Go through the listing beneath and show each line containing the string "truck".

Listed entries.
==========
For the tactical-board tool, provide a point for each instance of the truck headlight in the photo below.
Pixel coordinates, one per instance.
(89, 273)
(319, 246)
==========
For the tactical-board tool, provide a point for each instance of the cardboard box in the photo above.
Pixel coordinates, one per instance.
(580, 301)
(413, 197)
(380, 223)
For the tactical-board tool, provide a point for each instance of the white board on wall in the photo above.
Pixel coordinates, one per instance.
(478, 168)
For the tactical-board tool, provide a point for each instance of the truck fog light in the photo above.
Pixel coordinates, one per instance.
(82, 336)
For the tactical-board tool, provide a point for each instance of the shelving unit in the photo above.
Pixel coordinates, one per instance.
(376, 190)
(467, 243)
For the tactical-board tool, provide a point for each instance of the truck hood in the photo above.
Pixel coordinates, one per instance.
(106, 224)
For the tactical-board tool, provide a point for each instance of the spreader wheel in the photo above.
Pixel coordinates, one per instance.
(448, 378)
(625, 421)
==========
Answer below.
For the tactical-board tool, provide a point for each instance of the truck headlight in the photo below.
For the tactical-board tool, provide a point for each instance of the truck fog light in the photo above.
For the tactical-board tool, provide a point for each instance of the truck hood in the photo above.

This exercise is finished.